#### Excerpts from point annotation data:
----------------

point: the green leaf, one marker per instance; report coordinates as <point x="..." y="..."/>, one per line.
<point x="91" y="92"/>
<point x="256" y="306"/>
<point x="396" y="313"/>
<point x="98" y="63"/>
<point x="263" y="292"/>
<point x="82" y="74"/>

----------------

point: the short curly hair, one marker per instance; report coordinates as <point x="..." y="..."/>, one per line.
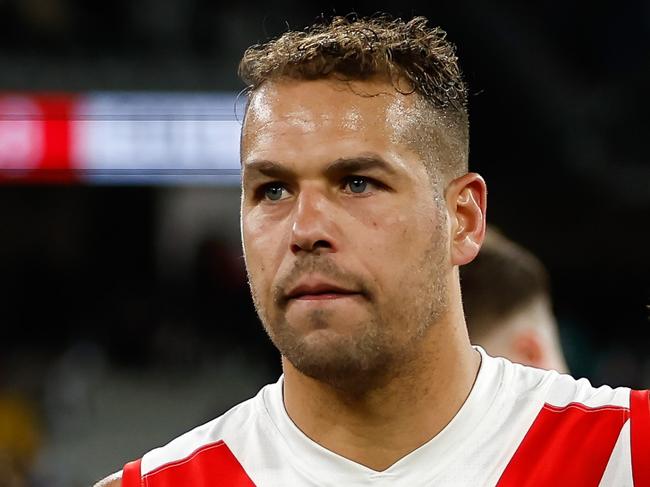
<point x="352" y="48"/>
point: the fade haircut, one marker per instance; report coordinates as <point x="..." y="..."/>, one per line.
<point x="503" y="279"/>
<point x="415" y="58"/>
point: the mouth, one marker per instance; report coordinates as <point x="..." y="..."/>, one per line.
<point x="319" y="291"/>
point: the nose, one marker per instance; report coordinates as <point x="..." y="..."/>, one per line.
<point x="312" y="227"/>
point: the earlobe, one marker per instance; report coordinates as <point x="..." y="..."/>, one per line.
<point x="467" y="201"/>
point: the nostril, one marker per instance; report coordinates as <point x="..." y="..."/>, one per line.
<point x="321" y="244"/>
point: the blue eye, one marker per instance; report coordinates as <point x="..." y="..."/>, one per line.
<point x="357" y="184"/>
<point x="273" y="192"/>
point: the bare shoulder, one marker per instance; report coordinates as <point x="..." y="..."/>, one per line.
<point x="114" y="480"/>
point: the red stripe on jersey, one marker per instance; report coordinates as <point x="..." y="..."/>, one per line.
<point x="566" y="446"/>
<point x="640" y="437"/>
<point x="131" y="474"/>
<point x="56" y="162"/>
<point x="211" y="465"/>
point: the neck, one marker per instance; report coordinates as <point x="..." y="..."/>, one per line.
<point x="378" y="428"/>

----------------

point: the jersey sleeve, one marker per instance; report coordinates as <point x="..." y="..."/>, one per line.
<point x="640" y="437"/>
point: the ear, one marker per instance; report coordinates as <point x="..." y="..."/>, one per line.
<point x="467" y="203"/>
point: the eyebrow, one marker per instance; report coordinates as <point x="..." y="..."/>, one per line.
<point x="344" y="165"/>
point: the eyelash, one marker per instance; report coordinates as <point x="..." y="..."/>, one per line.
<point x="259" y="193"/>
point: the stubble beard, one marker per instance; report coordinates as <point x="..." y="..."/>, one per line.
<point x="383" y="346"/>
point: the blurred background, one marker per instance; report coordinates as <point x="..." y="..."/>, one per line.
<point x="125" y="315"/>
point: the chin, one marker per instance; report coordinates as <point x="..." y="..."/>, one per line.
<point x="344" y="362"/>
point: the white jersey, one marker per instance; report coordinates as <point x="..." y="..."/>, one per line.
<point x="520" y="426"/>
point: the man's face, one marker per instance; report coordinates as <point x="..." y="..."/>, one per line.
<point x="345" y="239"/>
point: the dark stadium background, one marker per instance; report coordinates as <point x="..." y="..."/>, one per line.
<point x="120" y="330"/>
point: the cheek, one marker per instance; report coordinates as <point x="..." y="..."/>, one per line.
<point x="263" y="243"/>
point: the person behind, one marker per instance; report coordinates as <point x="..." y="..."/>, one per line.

----------------

#### Goal of the exercise:
Can you copy out, word for word, the lines of the listing starting at the line that contains "point: the stubble" and ending at the line that contains "point: the person", with both of those lines included?

#### Solution to the problem:
point: the stubble beard, one marker per instance; report coordinates as <point x="..." y="..."/>, one per line.
<point x="383" y="346"/>
point: the blurred background, one marker per instance; report coordinates as <point x="..." y="..."/>, one per line.
<point x="125" y="315"/>
point: the chin, one marker per instance; report coordinates as <point x="..." y="..."/>, one per line.
<point x="344" y="362"/>
point: the white jersey, one marker per instance; report coordinates as <point x="..." y="..."/>, one per line.
<point x="520" y="426"/>
point: the man's face, one marker per instance; report coordinates as <point x="..." y="..."/>, one per line.
<point x="345" y="239"/>
point: the dark stadium background, one marker per instance; report coordinates as <point x="..." y="..."/>, one per line.
<point x="120" y="330"/>
point: the cheek, one marker per instance; report coordinates as <point x="..." y="..."/>, one per line.
<point x="263" y="243"/>
point: the person behind, one marker per instance; report coordinates as <point x="..." y="..."/>, one per line.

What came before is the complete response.